# ACTIVITY LIST
a: Output the portion of the article about adult congenital heart care from "A broken heart" to "(UTHealth), comes in.", word for word.
b: In the article about adult congenital heart care, rewrite the paragraph that begins "A broken heart for Valentine’s Day" as a bulleted list that keeps its main facts.
c: Decide whether each statement agrees with the article about adult congenital heart care. Answer yes or no for each, and quote the words from the article that decide it.
(i) Tung is an associate professor of cardiovascular medicine at McGovern Medical School.
(ii) Rebekah Holl had her open-heart surgery as a teenager.
(iii) Tung says these patients' anatomical abnormalities stay the same as they grow.

A broken heart for Valentine’s Day sounds like the plot of a romantic comedy. But for Rebekah Holl, a literal broken heart was her reality on Feb. 14, 2019. Born with a rare defect called d-Transposition of the Great Arteries, she underwent open-heart surgery as an infant to correct the way blood circulates throughout her body. Though rare, congenital heart defects are the most common form of birth defects – affecting about 1% or 40,000 births per year in the U.S.
Thanks to advancements in treatment, babies born with a heart defect are living long and healthy lives. The treatments needed to control their condition do not always end with childhood, though. This is where Poyee (Pansy) Tung, MD, an associate professor of cardiovascular medicine at McGovern Medical School at The University of Texas Health Science Center at Houston (UTHealth), comes in.
As the medical director of the UT Physicians Adult Congenital Heart Disease Clinic, Tung understands the complex issues this patient population faces as they grow up.
“These patients are born with very complex anatomical abnormalities that change as they grow. Coupled with life changes such as moving away that occur during the transition to adulthood, the handoff from pediatric to adult care can get lost in the mix,” Tung said. “Plus, they just aren’t kids anymore; they have adult issues to deal with now – which can mean anything from pregnancy and childbirth to other aging-related health issues.”

# STORED DATA
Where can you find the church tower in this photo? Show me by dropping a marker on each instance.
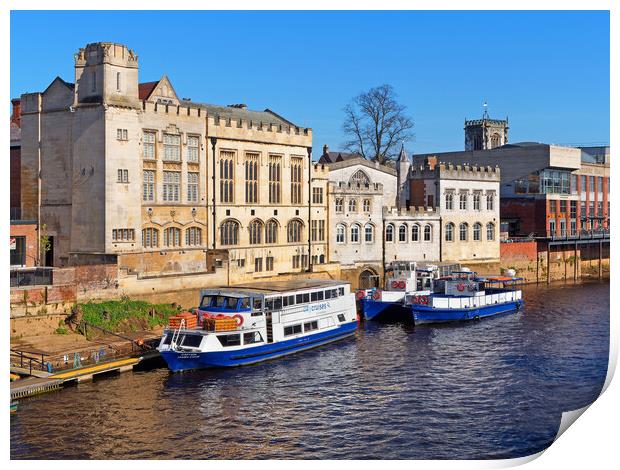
(106, 73)
(485, 133)
(402, 169)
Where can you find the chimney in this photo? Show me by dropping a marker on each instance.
(16, 116)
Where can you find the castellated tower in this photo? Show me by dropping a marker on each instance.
(106, 73)
(485, 133)
(402, 168)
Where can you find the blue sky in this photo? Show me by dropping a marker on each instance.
(547, 71)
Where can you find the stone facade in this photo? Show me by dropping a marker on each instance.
(128, 168)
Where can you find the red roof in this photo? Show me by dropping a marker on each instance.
(145, 89)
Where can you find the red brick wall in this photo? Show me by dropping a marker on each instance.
(30, 232)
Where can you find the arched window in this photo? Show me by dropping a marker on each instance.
(449, 201)
(389, 233)
(193, 236)
(490, 231)
(477, 231)
(402, 233)
(293, 231)
(415, 233)
(450, 232)
(463, 229)
(172, 236)
(355, 233)
(271, 231)
(340, 233)
(256, 232)
(428, 231)
(359, 177)
(229, 232)
(150, 238)
(369, 233)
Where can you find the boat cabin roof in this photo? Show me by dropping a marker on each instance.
(256, 289)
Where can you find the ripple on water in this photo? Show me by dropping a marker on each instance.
(490, 389)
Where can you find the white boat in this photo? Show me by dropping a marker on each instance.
(272, 319)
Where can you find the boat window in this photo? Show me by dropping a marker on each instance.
(225, 302)
(230, 340)
(292, 330)
(252, 337)
(192, 341)
(311, 326)
(206, 300)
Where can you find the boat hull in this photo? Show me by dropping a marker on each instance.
(381, 310)
(181, 360)
(424, 314)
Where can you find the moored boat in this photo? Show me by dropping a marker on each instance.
(465, 296)
(251, 323)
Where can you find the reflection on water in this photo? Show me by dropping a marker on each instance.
(489, 389)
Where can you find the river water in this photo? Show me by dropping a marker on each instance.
(489, 389)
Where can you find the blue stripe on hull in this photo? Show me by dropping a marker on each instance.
(178, 361)
(423, 314)
(375, 309)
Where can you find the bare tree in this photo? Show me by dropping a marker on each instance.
(376, 124)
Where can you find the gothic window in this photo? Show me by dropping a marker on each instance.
(389, 233)
(296, 169)
(369, 233)
(251, 178)
(192, 148)
(450, 232)
(172, 237)
(193, 236)
(340, 233)
(355, 233)
(172, 145)
(463, 201)
(150, 238)
(192, 187)
(229, 232)
(359, 177)
(271, 231)
(275, 178)
(172, 186)
(256, 231)
(226, 176)
(293, 231)
(415, 233)
(402, 233)
(449, 201)
(428, 230)
(463, 228)
(495, 140)
(490, 231)
(477, 231)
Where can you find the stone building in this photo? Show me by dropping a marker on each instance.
(167, 184)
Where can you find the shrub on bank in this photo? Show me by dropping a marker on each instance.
(127, 314)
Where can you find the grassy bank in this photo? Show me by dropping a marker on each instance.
(127, 315)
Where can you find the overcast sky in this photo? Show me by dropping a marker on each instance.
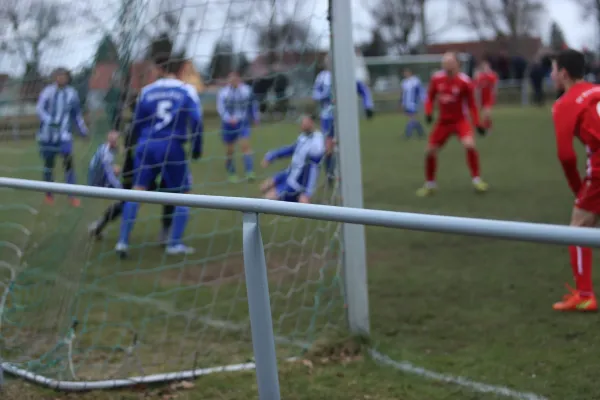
(80, 44)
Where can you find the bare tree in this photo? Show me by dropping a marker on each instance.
(396, 20)
(278, 25)
(511, 19)
(591, 9)
(31, 30)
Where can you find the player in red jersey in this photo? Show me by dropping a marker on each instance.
(577, 114)
(453, 91)
(486, 82)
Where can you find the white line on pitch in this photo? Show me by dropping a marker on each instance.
(409, 368)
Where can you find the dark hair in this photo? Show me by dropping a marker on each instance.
(166, 64)
(572, 61)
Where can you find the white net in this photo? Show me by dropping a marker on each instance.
(70, 308)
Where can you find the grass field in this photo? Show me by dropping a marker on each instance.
(461, 306)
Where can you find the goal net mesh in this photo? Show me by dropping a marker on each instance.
(70, 309)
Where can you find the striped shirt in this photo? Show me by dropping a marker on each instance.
(412, 94)
(237, 103)
(101, 169)
(56, 108)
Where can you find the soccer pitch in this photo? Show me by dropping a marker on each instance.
(460, 306)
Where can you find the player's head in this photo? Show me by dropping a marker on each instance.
(234, 78)
(307, 123)
(112, 138)
(450, 63)
(568, 66)
(166, 66)
(61, 76)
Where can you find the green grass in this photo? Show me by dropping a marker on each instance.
(463, 306)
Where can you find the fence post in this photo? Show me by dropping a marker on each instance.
(347, 131)
(259, 304)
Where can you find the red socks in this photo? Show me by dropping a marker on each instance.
(473, 162)
(430, 167)
(581, 263)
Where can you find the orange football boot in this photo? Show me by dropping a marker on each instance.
(574, 301)
(74, 201)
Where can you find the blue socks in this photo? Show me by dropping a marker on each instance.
(411, 125)
(70, 177)
(180, 219)
(248, 163)
(127, 221)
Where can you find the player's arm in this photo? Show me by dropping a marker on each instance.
(469, 93)
(221, 109)
(565, 124)
(194, 108)
(109, 170)
(77, 114)
(40, 107)
(430, 99)
(314, 161)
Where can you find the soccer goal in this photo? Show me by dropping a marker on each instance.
(75, 316)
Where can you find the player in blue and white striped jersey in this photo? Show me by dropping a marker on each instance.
(238, 111)
(298, 182)
(103, 171)
(412, 98)
(323, 94)
(57, 106)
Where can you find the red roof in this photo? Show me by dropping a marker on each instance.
(528, 47)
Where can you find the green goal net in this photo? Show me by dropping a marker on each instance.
(70, 309)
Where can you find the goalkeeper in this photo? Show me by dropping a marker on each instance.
(115, 210)
(296, 183)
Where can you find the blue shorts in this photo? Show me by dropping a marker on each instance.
(327, 127)
(50, 150)
(232, 133)
(167, 159)
(283, 191)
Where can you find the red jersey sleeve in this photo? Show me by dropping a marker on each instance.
(431, 94)
(469, 94)
(565, 124)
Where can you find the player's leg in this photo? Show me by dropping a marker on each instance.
(328, 130)
(230, 138)
(486, 115)
(48, 155)
(247, 152)
(438, 137)
(66, 149)
(167, 214)
(177, 178)
(115, 210)
(581, 298)
(467, 139)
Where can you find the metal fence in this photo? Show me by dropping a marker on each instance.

# RESPONSES TO THE TASKS
a:
A broken heart for Valentine’s Day sounds like the plot of a romantic comedy. But for Rebekah Holl, a literal broken heart was her reality on Feb. 14, 2019. Born with a rare defect called d-Transposition of the Great Arteries, she underwent open-heart surgery as an infant to correct the way blood circulates throughout her body. Though rare, congenital heart defects are the most common form of birth defects – affecting about 1% or 40,000 births per year in the U.S.
Thanks to advancements in treatment, babies born with a heart defect are living long and healthy lives. The treatments needed to control their condition do not always end with childhood, though. This is where Poyee (Pansy) Tung, MD, an associate professor of cardiovascular medicine at McGovern Medical School at The University of Texas Health Science Center at Houston (UTHealth), comes in.

b:
- Rebekah Holl had a literal broken heart on Feb. 14, 2019.
- She was born with a rare defect called d-Transposition of the Great Arteries.
- As an infant, she had open-heart surgery to correct the way blood circulates throughout her body.
- Congenital heart defects are rare, but they are the most common form of birth defects. They affect about 1%, or 40,000, of births per year in the U.S.

c:
(i) Yes: "an associate professor of cardiovascular medicine at McGovern Medical School"
(ii) No: "she underwent open-heart surgery as an infant"
(iii) No: "very complex anatomical abnormalities that change as they grow"